Reproduce the blog post "What's Depraved? (Reprise)" in full, word for word, including its date line and title.
===== Document text =====
Sunday, July 13, 2008

What's Depraved? (Reprise)

Continuing the discussion from the previous thread and post I thought it might be ripe to reference Edwards more completely concerning the imputation of Adam's guilt as congruent with the depraved nature.

What is evident, as Edwards points out, is the condition of man is that of unrighteousness at conception. Unrighteousness he posits is the negative principle. That is, when God removed the constraining influence of the positive, the righteousness of the will of God, man was then left to his own natural propensity to self-love but without the highest regard in self-love which is the love of God. It then is resolved that evil is no positive influence created by God in man but is rather the result of the negation of righteousness.

Evil in man is still, as Edwards would confirm, a reality, a thing which is created, but through negation. God does not need to place in man evil created ex nihilo, but merely to withhold his favor and evil is without the will of God that which wills its own. His favor is that constraint which is called the righteousness of God, or his will. It is not the will of his creatures, firstly, as derived from them, for what is the clay? Man's nature is as a river, the heart of a king in the hands of God, and water by its nature flows according to the constraint of the course set by the banks. Can man make God to see? Who has been God's counselor? None. It is God who has made man and the eye and given it sight to see. And more than that, he has given all that can be seen. All things, purposes, plans and means are from his hand. The negative principle does not mean that the nature itself is evil created, rather, that by the negation of the positive influence of righteousness in both nature and mind, that which was created good, and fit, does by its own tendency bend toward its own destruction being left without the unifying principle of the law of righteousness. Further, the whole creation was subjected to sin and the like principle known in physics, according to its natural bent, finds its terminus via the law of entropy in chaos.
===== Source data =====
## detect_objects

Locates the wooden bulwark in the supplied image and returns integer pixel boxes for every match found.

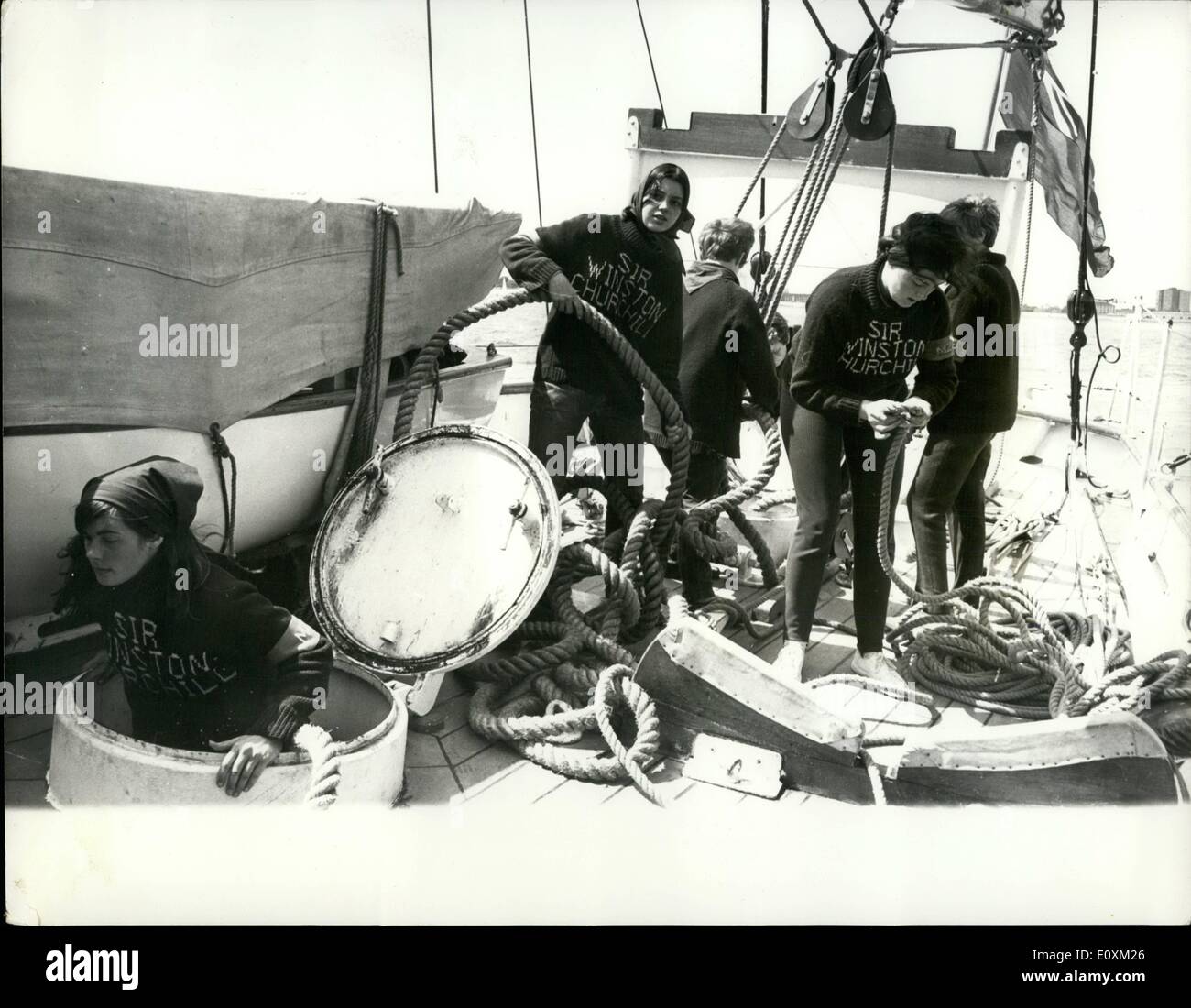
[628,108,1031,179]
=====
■ **Correct response**
Sunday, July 13, 2008

What's Depraved? (Reprise)

Continuing the discussion from the previous thread and post I thought it might be ripe to reference Edwards more completely concerning the imputation of Adam's guilt as congruent with the depraved nature.

What is evident, as Edwards points out, is the condition of man is that of unrighteousness at conception. Unrighteousness he posits is the negative principle. That is, when God removed the constraining influence of the positive, the righteousness of the will of God, man was then left to his own natural propensity to self-love but without the highest regard in self-love which is the love of God. It then is resolved that evil is no positive influence created by God in man but is rather the result of the negation of righteousness.

Evil in man is still, as Edwards would confirm, a reality, a thing which is created, but through negation. God does not need to place in man evil created ex nihilo, but merely to withhold his favor and evil is without the will of God that which wills its own. His favor is that constraint which is called the righteousness of God, or his will. It is not the will of his creatures, firstly, as derived from them, for what is the clay? Man's nature is as a river, the heart of a king in the hands of God, and water by its nature flows according to the constraint of the course set by the banks. Can man make God to see? Who has been God's counselor? None. It is God who has made man and the eye and given it sight to see. And more than that, he has given all that can be seen. All things, purposes, plans and means are from his hand. The negative principle does not mean that the nature itself is evil created, rather, that by the negation of the positive influence of righteousness in both nature and mind, that which was created good, and fit, does by its own tendency bend toward its own destruction being left without the unifying principle of the law of righteousness. Further, the whole creation was subjected to sin and the like principle known in physics, according to its natural bent, finds its terminus via the law of entropy in chaos.